Verbatim copy without images: return all of the data as it stands.

> Material to process
::::

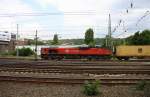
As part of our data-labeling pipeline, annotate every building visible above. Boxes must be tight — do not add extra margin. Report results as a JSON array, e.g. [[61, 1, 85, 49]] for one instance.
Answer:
[[17, 38, 29, 46], [0, 31, 16, 52]]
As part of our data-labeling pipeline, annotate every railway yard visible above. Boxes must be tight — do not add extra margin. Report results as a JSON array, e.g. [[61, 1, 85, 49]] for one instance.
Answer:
[[0, 58, 150, 97]]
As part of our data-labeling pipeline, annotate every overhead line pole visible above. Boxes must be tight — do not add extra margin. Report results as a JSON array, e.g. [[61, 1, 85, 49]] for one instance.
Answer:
[[108, 14, 112, 50], [16, 24, 19, 57], [35, 30, 38, 61]]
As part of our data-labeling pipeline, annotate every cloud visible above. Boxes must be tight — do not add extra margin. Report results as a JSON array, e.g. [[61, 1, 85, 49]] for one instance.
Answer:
[[34, 0, 149, 39], [0, 0, 33, 13], [0, 0, 150, 40], [0, 0, 34, 31]]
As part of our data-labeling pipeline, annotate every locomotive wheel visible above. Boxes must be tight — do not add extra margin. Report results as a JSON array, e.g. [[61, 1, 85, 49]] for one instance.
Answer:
[[116, 57, 129, 60], [87, 56, 91, 60], [124, 57, 129, 60]]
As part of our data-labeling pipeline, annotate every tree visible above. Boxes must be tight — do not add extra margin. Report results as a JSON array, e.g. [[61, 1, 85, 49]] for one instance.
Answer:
[[131, 31, 140, 45], [51, 34, 59, 45], [84, 28, 95, 46], [140, 30, 150, 45], [27, 39, 45, 45], [126, 29, 150, 45], [14, 47, 34, 56]]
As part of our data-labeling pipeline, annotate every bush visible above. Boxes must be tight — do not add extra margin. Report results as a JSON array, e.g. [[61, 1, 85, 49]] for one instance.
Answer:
[[135, 80, 150, 97], [83, 80, 100, 96], [0, 51, 15, 56], [143, 83, 150, 97], [136, 80, 147, 91], [14, 47, 34, 56]]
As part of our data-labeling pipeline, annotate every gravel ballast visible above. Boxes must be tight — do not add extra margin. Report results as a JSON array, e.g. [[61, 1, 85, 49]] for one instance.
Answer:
[[0, 81, 144, 97]]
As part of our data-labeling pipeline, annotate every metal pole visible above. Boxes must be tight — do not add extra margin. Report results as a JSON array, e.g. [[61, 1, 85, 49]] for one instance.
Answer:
[[108, 14, 112, 49], [105, 35, 108, 47], [16, 24, 19, 57], [35, 30, 38, 61]]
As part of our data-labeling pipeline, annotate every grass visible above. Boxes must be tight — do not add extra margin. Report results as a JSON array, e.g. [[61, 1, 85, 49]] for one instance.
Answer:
[[0, 55, 41, 60]]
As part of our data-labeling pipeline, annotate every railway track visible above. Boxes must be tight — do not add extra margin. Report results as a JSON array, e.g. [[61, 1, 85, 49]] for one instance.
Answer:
[[0, 57, 150, 62], [0, 67, 150, 74], [0, 59, 150, 74], [0, 61, 150, 74], [0, 59, 150, 66], [0, 75, 150, 85], [0, 58, 149, 85]]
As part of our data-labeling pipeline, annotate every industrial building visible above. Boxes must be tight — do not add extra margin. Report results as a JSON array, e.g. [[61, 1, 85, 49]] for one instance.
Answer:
[[0, 31, 16, 52]]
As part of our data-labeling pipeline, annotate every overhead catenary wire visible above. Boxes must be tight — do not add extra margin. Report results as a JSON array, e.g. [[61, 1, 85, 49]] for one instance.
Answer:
[[136, 10, 150, 26], [119, 0, 150, 37], [0, 0, 149, 39], [111, 0, 148, 38], [114, 20, 128, 38], [0, 12, 97, 17]]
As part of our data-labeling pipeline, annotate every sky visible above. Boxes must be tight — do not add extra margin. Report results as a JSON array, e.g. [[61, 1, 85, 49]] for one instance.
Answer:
[[0, 0, 150, 40]]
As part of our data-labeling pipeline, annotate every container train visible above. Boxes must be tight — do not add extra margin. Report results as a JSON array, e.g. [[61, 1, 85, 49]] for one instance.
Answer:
[[41, 45, 150, 60]]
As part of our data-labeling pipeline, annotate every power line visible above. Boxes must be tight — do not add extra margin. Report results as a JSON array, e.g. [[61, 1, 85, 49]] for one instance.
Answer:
[[16, 24, 19, 57], [111, 0, 135, 36], [136, 10, 150, 26], [0, 12, 97, 17]]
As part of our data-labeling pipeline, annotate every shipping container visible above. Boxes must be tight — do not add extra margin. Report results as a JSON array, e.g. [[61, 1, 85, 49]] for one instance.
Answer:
[[116, 45, 150, 60]]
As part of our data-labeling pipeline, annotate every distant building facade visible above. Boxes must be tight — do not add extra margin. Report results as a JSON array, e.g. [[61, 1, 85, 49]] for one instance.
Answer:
[[17, 38, 29, 46], [0, 31, 16, 52]]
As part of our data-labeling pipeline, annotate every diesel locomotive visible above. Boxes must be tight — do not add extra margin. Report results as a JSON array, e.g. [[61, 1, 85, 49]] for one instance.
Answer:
[[41, 46, 112, 60]]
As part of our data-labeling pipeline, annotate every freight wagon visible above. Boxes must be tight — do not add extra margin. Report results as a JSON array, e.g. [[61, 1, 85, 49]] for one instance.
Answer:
[[115, 45, 150, 60]]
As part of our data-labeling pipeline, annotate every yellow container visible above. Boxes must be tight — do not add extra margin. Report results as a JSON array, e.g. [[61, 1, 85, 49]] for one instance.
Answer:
[[116, 45, 150, 57]]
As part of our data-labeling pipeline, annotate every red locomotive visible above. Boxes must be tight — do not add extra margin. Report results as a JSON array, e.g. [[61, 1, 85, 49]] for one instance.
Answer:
[[41, 46, 112, 60]]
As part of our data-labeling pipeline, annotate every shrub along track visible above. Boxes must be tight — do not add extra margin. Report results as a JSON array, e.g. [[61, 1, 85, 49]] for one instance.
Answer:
[[0, 58, 150, 85]]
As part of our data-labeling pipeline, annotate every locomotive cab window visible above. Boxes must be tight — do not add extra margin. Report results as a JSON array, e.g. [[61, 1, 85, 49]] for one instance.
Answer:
[[138, 48, 142, 53]]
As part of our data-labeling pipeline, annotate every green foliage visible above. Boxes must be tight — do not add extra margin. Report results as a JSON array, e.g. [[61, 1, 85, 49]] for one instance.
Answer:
[[59, 38, 102, 45], [84, 28, 95, 46], [126, 29, 150, 45], [88, 41, 96, 47], [83, 80, 100, 96], [135, 80, 150, 97], [28, 39, 45, 45], [51, 34, 59, 45], [59, 39, 84, 45], [143, 83, 150, 97], [0, 52, 9, 56], [0, 51, 15, 56], [136, 80, 147, 91], [46, 37, 126, 46], [14, 47, 34, 56]]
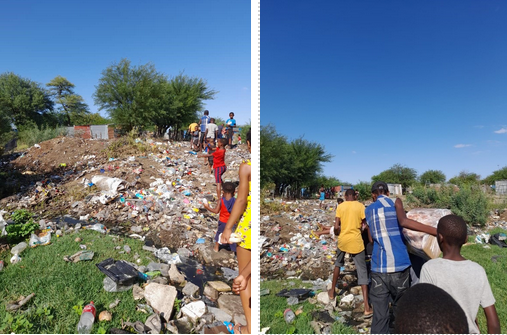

::::

> Problem solution
As part of our data-labeling pipeline, annotate every building visible above. Boxes must be tight — do not add extra margin. Report results as a JSON array, e.g. [[61, 1, 85, 49]] for one instance.
Answer:
[[17, 38, 29, 46], [0, 31, 16, 52]]
As part of our data-labeling pipeline, annotate every railway yard visible above. Boxes must be tight — do not add extra margin. Report results as a JSON array, e.g. [[61, 1, 85, 49]] for one instance.
Answer:
[[0, 58, 150, 97]]
As part of our data-labeling pipeline, annotate every overhead line pole visible above. Boxes must be tight — do not add extra margin. Report results as a JSON array, e.g. [[61, 1, 85, 49]] for one instance.
Answer:
[[108, 14, 112, 50], [16, 24, 19, 57], [35, 30, 38, 61]]
As part of our data-labeling pipeline, annotate every cloud visible above. Boxes must be tight — do not add extra margin. Report results as a JSON array, e.g. [[61, 1, 85, 49]] for one instance.
Answer:
[[34, 0, 149, 39], [0, 0, 33, 13], [0, 0, 150, 40], [0, 0, 34, 31]]
As part of our data-labeling pipeline, annotate every locomotive wheel visible above. Boxes must be tight — do not add extra margin. Report results as a JSON array, e.g. [[61, 1, 85, 49]] for one instance.
Answer:
[[116, 57, 129, 60], [87, 56, 91, 60], [124, 57, 129, 60]]
As part of our data-labeling pipeline, annotate every tree visible above. Boxes must be tight — do not add extra margin. Report results as a JSON array, e.g. [[61, 1, 85, 49]] for one instance.
Answer:
[[131, 31, 140, 45], [51, 34, 59, 45], [84, 28, 95, 46], [140, 30, 150, 45], [27, 39, 45, 45], [126, 29, 150, 45], [14, 47, 34, 56]]
As part of our data-labeling pipeline, annotate every bush visible above. Boxes must be tight — do not add extra margin. Report results as a JSON array, e.g. [[61, 1, 85, 49]] for one instance.
Answer:
[[135, 80, 150, 97], [83, 80, 100, 96], [0, 51, 15, 56], [143, 83, 150, 97], [136, 80, 147, 91], [14, 47, 34, 56]]
As part of our data-labeling pipeline, annotate every gravel ballast visible above. Boxes must be tight — do not add extra margin. Report results as a JSON array, e.g. [[61, 1, 85, 49]] for one instance.
Answer:
[[0, 81, 144, 97]]
As part of our data-labeling pipeline, annotate every metal pole visible above. Boxes must be tight — do not add extra margin. Report results as a JSON array, e.g. [[61, 1, 85, 49]] for one instance.
Answer:
[[108, 14, 112, 49], [105, 35, 108, 47], [16, 24, 19, 57], [35, 30, 38, 61]]
As part of our data-labeling pipeline, annotate every grass visible above. Boxes must be tight — do not add extra margin. Report results as a JSON array, e.g. [[61, 1, 85, 49]] for one instance.
Answer:
[[0, 55, 41, 60]]
As part of our data-labeling pipeline, annotate every railway track visible above. Boxes must be tight — do not add extra margin. Report results as a JSON array, e.g. [[61, 1, 85, 49]] for one instance.
Answer:
[[0, 57, 150, 62], [0, 67, 150, 74], [0, 59, 150, 74], [0, 61, 150, 74], [0, 59, 150, 66], [0, 75, 150, 85], [0, 58, 149, 85]]
As part of our data-labeling pipeline, annotate every industrial building visible above. Boxes must be tight — do not add extra margin. Report results as a JSON array, e.g. [[61, 1, 85, 49]] for one instance.
Answer:
[[0, 31, 16, 52]]
As part of our data-labeling pipeline, annotate every overhead catenary wire visible above. Boxes must be tight — do not add extra margin. Report results as a JSON array, e.g. [[61, 1, 85, 49]] for one instance.
Answer:
[[136, 10, 150, 26], [119, 0, 150, 37], [0, 0, 149, 39], [111, 0, 148, 38], [114, 20, 128, 38], [0, 12, 97, 17]]
As part of our data-labeling pipeline, annotate every sky visible above. Boxes must be tight — do not add extra margin. Report results as a JSON array, e.g. [[61, 1, 85, 49]] for one instance.
Answer:
[[0, 0, 150, 40]]
As part of our data-labeling pipeline, annotate every container train visible above. Boxes must be tight — do not add extra margin. Report results as a JSON array, e.g. [[61, 1, 85, 49]] for one instance.
Answer:
[[41, 45, 150, 60]]
As part of our data-labeling pipeline, annotate every power line visible above. Boxes must be tight — do not add extra margin. Report results as a JSON array, e.g. [[61, 1, 85, 49]] for one instance.
Answer:
[[16, 24, 19, 57], [111, 0, 135, 36], [136, 10, 150, 26], [0, 12, 97, 17]]
As part of our data-labeling pipeline, annotate every shipping container visible above. Boxes must be tight — do not add extra margin. Report results as a JSON array, e.g. [[61, 1, 85, 49]] for one instance.
Answer:
[[116, 45, 150, 60]]
As part of our data-labeling pipeline, annotate every distant building facade visible above. Boxes must be tight — do not add extra margin. Report results as a JSON array, e.g. [[61, 1, 85, 49]] for one instance.
Answer:
[[17, 38, 29, 46], [0, 31, 16, 52]]
As part of our data-labeling pipeline, annotate every diesel locomotive visible above. Boxes must be tight — do not add extra margin. Report results as a JSON array, e.g. [[61, 1, 85, 49]] for one instance.
Answer:
[[41, 46, 112, 60]]
As part of our data-labeling pipeline, annotate every freight wagon visible above. Boxes must be tight — do not add extra margin. Report results as a JSON array, e.g. [[61, 1, 85, 49]] for one instance.
Answer:
[[115, 45, 150, 60]]
As part of our data-labeling pipeline, annotate every yellow container visible above. Boxes must be tight — do not add extra margin. Report results as a JSON array, e.g. [[61, 1, 85, 49]] for one instance.
Answer:
[[116, 45, 150, 57]]
As part of our data-labeling pipeline, annotate every red locomotive visible above. Boxes must be tight — do not add extra margin. Report results as a JSON array, e.g. [[61, 1, 85, 49]] for one instance.
Answer:
[[41, 46, 112, 60]]
As part of our data-labeling pipeline, annotate every shrub along track visible above. Boxes must be tight — do not add extra margin. Report results as a JSON array, e.g. [[61, 1, 85, 49]] for one instance.
Answer:
[[0, 58, 150, 85]]
As part of our data-labeling pipeline, annotate every locomotive cab window visible above. Boxes must be tight — do not add extra margin. Report results as a JSON array, e.g. [[61, 1, 85, 49]] for one instance.
Answer:
[[138, 48, 142, 53]]
As part of our data-labeling pipeline, annotate every green foliage visible above. Boxes must be tight — do not add extra margin. Report results as a JSON array, e.g. [[61, 1, 85, 49]] for one instance.
Answer:
[[59, 38, 102, 45], [84, 28, 95, 46], [126, 29, 150, 45], [88, 41, 96, 47], [83, 80, 100, 96], [135, 80, 150, 97], [28, 39, 45, 45], [51, 34, 59, 45], [59, 39, 84, 45], [143, 83, 150, 97], [0, 52, 9, 56], [0, 51, 15, 56], [136, 80, 147, 91], [46, 37, 126, 46], [14, 47, 34, 56]]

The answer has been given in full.